_Text segment_
[BEGIN]

Already on GitHub? Sign in to your account

File descriptors are leaked when using HTTP #1604

Closed
ryanbrink opened this Issue Aug 6, 2014 · 26 comments

Comments

Projects
None yet
@ryanbrink

ryanbrink commented Aug 6, 2014

Several of Logstash's input and output modules use HTTP via the FTW gem (https://github.com/jordansissel/ruby-ftw). From my experience with Logstash, this gem is leaking file descriptors and eventually causing Logstash to essentially die by repeatedly trying and failing to open a file descriptor for some task. For example, here is a trace I got after running Logstash for a couple of days in my setup:

{:timestamp=>"2014-08-06T11:13:07.128000+0000", 
:message=>"Failed to flush outgoing items", 
:outgoing_count=>1, 
:exception=>#<SocketError: initialize: java.net.SocketException: Too many open files>, 
:backtrace=>[
    "org/jruby/ext/socket/RubySocket.java:190:in `initialize'", 
    "org/jruby/RubyIO.java:852:in `new'", 
    "/usr/local/liveview/shipping/logstash-1.4.2/vendor/bundle/jruby/1.9/gems/ftw-0.0.39/lib/ftw/connection.rb:146:in `connect'", 
    "org/jruby/RubyArray.java:1613:in `each'", 
    "/usr/local/liveview/shipping/logstash-1.4.2/vendor/bundle/jruby/1.9/gems/ftw-0.0.39/lib/ftw/connection.rb:139:in `connect'", 
    "/usr/local/liveview/shipping/logstash-1.4.2/vendor/bundle/jruby/1.9/gems/ftw-0.0.39/lib/ftw/agent.rb:406:in `connect'", 
    "org/jruby/RubyProc.java:271:in `call'", 
    "/usr/local/liveview/shipping/logstash-1.4.2/vendor/bundle/jruby/1.9/gems/ftw-0.0.39/lib/ftw/pool.rb:48:in `fetch'", "/usr/local/liveview/shipping/logstash-1.4.2/vendor/bundle/jruby/1.9/gems/ftw-0.0.39/lib/ftw/agent.rb:403:in `connect'", 
    "/usr/local/liveview/shipping/logstash-1.4.2/vendor/bundle/jruby/1.9/gems/ftw-0.0.39/lib/ftw/agent.rb:319:in `execute'", 
    "/usr/local/liveview/shipping/logstash-1.4.2/vendor/bundle/jruby/1.9/gems/ftw-0.0.39/lib/ftw/agent.rb:217:in `post!'", 
    "/usr/local/liveview/shipping/logstash-1.4.2/lib/logstash/outputs/elasticsearch_http.rb:215:in `post'", 
    "/usr/local/liveview/shipping/logstash-1.4.2/lib/logstash/outputs/elasticsearch_http.rb:210:in `flush'", 
    "/usr/local/liveview/shipping/logstash-1.4.2/vendor/bundle/jruby/1.9/gems/stud-0.0.17/lib/stud/buffer.rb:219:in `buffer_flush'", 
    "org/jruby/RubyHash.java:1339:in `each'", 
    "/usr/local/liveview/shipping/logstash-1.4.2/vendor/bundle/jruby/1.9/gems/stud-0.0.17/lib/stud/buffer.rb:216:in `buffer_flush'", 
    "/usr/local/liveview/shipping/logstash-1.4.2/vendor/bundle/jruby/1.9/gems/stud-0.0.17/lib/stud/buffer.rb:193:in `buffer_flush'", 
    "/usr/local/liveview/shipping/logstash-1.4.2/vendor/bundle/jruby/1.9/gems/stud-0.0.17/lib/stud/buffer.rb:159:in `buffer_receive'", 
    "/usr/local/liveview/shipping/logstash-1.4.2/lib/logstash/outputs/elasticsearch_http.rb:188:in `receive'", 
    "/usr/local/liveview/shipping/logstash-1.4.2/lib/logstash/outputs/base.rb:86:in `handle'", 
    "(eval):335:in `initialize'", 
    "org/jruby/RubyProc.java:271:in `call'", 
    "/usr/local/liveview/shipping/logstash-1.4.2/lib/logstash/pipeline.rb:266:in `output'", 
    "/usr/local/liveview/shipping/logstash-1.4.2/lib/logstash/pipeline.rb:225:in `outputworker'", 
    "/usr/local/liveview/shipping/logstash-1.4.2/lib/logstash/pipeline.rb:152:in `start_outputs'"

[END]

(Stored items)
[BEGIN]

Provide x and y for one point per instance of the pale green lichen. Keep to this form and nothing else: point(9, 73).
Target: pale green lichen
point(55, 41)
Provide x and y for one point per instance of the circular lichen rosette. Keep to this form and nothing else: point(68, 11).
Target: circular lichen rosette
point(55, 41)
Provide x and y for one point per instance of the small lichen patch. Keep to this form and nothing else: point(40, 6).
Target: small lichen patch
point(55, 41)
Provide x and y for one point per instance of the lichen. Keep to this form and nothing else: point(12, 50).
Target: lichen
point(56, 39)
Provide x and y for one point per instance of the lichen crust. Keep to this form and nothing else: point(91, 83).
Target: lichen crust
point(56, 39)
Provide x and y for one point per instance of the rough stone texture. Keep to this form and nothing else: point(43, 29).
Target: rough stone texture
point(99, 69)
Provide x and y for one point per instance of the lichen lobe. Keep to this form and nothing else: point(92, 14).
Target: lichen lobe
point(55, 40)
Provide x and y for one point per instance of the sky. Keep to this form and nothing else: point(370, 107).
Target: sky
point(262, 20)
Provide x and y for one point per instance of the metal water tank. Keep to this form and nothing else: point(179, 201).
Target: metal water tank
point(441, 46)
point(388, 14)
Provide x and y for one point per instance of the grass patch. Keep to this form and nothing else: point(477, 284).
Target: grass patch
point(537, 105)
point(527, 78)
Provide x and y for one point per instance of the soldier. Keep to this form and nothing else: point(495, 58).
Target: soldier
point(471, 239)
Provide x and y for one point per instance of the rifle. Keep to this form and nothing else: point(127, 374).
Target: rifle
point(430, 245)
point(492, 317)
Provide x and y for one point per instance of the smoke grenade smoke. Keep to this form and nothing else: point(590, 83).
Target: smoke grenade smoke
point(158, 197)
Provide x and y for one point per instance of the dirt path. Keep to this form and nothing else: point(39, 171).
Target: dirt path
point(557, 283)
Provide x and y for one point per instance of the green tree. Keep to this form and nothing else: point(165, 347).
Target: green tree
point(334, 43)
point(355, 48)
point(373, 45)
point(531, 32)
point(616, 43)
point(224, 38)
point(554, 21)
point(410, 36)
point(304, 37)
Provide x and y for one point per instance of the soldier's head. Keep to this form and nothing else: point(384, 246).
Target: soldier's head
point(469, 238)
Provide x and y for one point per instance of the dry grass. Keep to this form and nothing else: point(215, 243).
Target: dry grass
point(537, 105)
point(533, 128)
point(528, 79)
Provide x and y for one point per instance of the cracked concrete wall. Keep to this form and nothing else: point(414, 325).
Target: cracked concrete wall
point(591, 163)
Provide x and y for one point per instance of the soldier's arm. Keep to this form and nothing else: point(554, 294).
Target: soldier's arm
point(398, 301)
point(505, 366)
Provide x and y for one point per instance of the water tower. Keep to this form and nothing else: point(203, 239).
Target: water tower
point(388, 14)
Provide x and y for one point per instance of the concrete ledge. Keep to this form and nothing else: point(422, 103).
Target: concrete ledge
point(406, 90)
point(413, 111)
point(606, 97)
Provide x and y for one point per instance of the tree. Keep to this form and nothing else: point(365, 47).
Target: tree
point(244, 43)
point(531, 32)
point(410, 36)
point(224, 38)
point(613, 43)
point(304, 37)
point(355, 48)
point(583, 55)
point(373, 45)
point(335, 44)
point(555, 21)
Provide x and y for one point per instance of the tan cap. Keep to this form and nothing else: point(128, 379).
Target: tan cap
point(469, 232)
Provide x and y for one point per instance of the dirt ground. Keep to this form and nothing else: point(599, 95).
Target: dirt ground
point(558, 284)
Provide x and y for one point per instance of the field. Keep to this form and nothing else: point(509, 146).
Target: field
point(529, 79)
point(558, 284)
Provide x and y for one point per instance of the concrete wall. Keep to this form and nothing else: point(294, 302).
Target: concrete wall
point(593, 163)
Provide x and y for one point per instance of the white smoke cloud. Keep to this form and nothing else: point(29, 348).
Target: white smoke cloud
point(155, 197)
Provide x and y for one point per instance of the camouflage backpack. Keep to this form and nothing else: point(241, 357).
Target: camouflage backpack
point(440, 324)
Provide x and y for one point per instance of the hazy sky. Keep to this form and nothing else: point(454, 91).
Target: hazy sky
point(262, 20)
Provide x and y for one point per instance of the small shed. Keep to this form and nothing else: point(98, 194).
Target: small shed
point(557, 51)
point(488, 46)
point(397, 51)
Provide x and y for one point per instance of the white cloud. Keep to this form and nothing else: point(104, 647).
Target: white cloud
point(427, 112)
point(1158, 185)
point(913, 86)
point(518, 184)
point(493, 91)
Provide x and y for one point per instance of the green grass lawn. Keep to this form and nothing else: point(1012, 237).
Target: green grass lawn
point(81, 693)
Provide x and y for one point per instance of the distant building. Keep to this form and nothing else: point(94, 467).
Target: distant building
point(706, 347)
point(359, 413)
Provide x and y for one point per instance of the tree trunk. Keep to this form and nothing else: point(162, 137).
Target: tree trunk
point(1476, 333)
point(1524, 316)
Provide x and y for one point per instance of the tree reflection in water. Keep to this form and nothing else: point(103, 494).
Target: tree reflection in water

[END]

_What you need to do_
1. According to the GitHub issue about leaked file descriptors, which gem do several of Logstash's input and output modules use for HTTP?
2. Carry on the GitHub issue about leaked file descriptors from its last line.

_Answers below_
1. The FTW gem.

2.
    ], 
:level=>:warn}

This will repeat until I restart the process, after which Logstash will run ok until it again eats up all available file descriptors on the system.

You can check the file descriptors in use by running sudo lsof | grep java | wc -l. On a busy system (like mine) Logstash is leaking about 10 file descriptors a minute. The number goes up and down as some are released back into the wild, but grows consistently over time.

This issue seems similar to https://logstash.jira.com/browse/LOGSTASH-892.

tl;dr: FTW is leaking file descriptors, causing any and all HTTP-based plugins to eventually stall Logstash

Note: this error can also manifest as a DNS lookup failure (#<SocketError: gethostbyname: name or service not known>,), but I believe this is also fundamentally due to a lack of available file descriptors.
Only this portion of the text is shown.